## Passage given
********

The criminal sentencing of Binance founder Changpeng Zhao, or “CZ,” has been postponed by two months to April 30, according to a notice from a Seattle federal court.

The Canadian national faces money laundering charges and is currently free on a $175 million bond in the U.S. The docket entry posted Monday didn’t give a reason for the delay. The Department of Justice didn’t immediately respond to a request for comment from Fortune. Zhao’s defense lawyer, William Burck, declined to comment on the postponement.

According to federal guidelines, a maximum sentence for money laundering is 18 months, although the prosecution stated in a November filing that “the United States is free to argue for any sentence up to the statutory maximum of ten years,” suggesting Zhao may face a harsher term.

Zhao pleaded guilty to failing to maintain an effective anti-money laundering program at Binance, the world’s largest cryptocurrency exchange, last November. 

As part of the plea, Zhao stepped down as Binance’s chief executive officer and paid a $50 million fine. Meanwhile, the exchange paid $4.3 billion in fines and restitution as part of its guilty plea to conspiracy to conduct an unlicensed money-transmitting business. Zhao had previously attempted to lift his travel restrictions to visit his Dubai residence, but they were denied by the presiding judge, who cited flight risk concerns, Bloomberg reported.

********

## Dataset entries
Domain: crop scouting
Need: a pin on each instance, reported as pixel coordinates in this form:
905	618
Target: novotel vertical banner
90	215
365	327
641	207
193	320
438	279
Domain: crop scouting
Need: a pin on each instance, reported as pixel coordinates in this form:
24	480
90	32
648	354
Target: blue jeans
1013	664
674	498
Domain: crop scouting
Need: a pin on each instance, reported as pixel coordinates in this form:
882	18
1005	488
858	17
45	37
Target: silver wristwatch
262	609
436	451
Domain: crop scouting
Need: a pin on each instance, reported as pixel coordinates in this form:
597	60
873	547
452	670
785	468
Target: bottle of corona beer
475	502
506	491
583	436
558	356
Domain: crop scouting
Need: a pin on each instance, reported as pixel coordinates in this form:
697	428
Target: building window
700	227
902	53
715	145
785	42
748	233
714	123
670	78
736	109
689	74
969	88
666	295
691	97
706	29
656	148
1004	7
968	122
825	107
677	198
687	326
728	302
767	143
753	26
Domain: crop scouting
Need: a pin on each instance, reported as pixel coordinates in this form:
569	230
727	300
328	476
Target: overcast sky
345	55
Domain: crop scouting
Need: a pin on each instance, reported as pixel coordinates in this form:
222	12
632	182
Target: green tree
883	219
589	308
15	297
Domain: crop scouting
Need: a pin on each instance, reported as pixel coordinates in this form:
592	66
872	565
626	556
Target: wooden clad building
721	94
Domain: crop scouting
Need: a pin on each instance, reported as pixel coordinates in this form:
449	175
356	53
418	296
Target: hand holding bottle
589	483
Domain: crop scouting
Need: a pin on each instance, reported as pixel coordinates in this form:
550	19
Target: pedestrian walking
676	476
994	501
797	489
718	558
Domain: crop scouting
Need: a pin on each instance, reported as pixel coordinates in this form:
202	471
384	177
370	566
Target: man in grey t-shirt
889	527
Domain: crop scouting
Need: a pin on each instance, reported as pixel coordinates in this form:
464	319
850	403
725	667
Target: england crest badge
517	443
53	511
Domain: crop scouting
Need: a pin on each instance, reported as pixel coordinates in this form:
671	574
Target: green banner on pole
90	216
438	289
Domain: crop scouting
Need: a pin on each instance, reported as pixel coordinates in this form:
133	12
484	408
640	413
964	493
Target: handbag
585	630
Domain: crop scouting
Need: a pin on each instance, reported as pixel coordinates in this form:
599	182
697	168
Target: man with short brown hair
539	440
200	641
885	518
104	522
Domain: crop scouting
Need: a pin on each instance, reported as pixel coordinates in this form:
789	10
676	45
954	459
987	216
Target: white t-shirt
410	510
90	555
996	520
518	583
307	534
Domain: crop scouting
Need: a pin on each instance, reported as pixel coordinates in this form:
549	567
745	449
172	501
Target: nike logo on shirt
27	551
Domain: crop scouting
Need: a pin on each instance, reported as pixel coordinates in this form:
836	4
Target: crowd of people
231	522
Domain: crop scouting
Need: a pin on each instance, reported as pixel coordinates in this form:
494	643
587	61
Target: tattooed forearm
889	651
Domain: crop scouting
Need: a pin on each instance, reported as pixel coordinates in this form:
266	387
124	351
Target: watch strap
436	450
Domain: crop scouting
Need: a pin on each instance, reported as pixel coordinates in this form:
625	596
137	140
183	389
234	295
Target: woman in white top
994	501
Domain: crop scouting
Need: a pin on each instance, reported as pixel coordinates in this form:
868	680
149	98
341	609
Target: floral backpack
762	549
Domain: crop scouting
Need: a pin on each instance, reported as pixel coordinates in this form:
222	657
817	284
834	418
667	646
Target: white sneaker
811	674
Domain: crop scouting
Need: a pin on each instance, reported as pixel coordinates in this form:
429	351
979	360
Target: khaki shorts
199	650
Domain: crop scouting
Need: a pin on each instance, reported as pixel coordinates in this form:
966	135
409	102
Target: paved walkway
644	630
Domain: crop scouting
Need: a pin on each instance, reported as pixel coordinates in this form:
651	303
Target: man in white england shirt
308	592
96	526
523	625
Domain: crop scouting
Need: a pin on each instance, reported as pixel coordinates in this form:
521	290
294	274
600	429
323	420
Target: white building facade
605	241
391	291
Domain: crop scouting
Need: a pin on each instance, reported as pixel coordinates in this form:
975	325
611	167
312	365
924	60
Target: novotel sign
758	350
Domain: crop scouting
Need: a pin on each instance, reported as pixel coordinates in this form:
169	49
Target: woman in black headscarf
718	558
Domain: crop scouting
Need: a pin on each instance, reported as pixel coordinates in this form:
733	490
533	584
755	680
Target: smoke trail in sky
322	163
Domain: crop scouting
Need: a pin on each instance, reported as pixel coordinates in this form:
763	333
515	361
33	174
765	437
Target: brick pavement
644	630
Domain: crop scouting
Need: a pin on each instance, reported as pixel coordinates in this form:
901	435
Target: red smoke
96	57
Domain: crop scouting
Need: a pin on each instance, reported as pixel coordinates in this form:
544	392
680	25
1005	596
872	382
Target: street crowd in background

********

## What you will do
1. In the article on Changpeng Zhao's sentencing, what new date was his sentencing moved to?
2. For each statement, say whether it agrees with the article on Changpeng Zhao's sentencing, and quote the words of the article that decide it. (a) Zhao is free on a $175 million bond in the U.S. (b) The docket entry explained why the sentencing was delayed. (c) Binance, the exchange, paid a $50 million fine.
3. Carry the article on Changpeng Zhao's sentencing forward from its final sentence.
The data have no connection to the article on Changpeng Zhao's sentencing.

## Final answers
1. April 30

2.
(a) Yes: "is currently free on a $175 million bond in the U.S."
(b) No: "The docket entry posted Monday didn’t give a reason for the delay."
(c) No: "the exchange paid $4.3 billion in fines and restitution"

3.
“Binance was allowing illicit actors to transact freely, supporting activities from child sexual abuse to illegal narcotics to terrorism,” Treasury Secretary Janet Yellen said in a statement after the company and Zhao pleaded guilty.

Former rival

Meanwhile, the founder of the bankrupt exchange FTX, Sam Bankman-Fried, or “SBF,” is scheduled for his own sentencing on March 28, 2024, over “one of the biggest financial frauds in American history,” according to U.S. Attorney Damian Williams.

Last November a New York jury found Bankman-Fried guilty on all seven criminal charges brought against him by the DOJ, including defrauding customers and investors.

At just 32 years old at the time of his sentencing, Bankman-Fried could face up to 110 years behind bars, according to New York sentencing guidelines. SBF was set to face a second trial for criminal charges, but the DOJ decided to forego an additional set of proceedings as much of the evidence that would have been presented in a second trial had already been submitted during his first, according to a note by Judge Lewis Kaplan in December.

Terrence Yang, managing director at Swan Bitcoin and former senior counsel in global markets and investment banking at Merrill Lynch, estimates Bankman-Fried being sentenced to 21 to 30 years. In Zhao’s case, he estimates 18 months followed by a federal compliance monitor with unfettered access for five years.

Yang said he also sees the DOJ possibly asking each former CEO for information on the stablecoin issuer Tether, as there’s growing pressure from U.S. lawmakers to take action on illicit uses of stablecoins.

“I can see President Biden’s administration leaning on prosecutors to push for either or both to cough up something that can be publicized as a big win,” Yang told Fortune, adding that it could affect each man’s sentence. “It depends on how much they are cooperating with the DOJ and how useful their cooperation, if any, is deemed to be.”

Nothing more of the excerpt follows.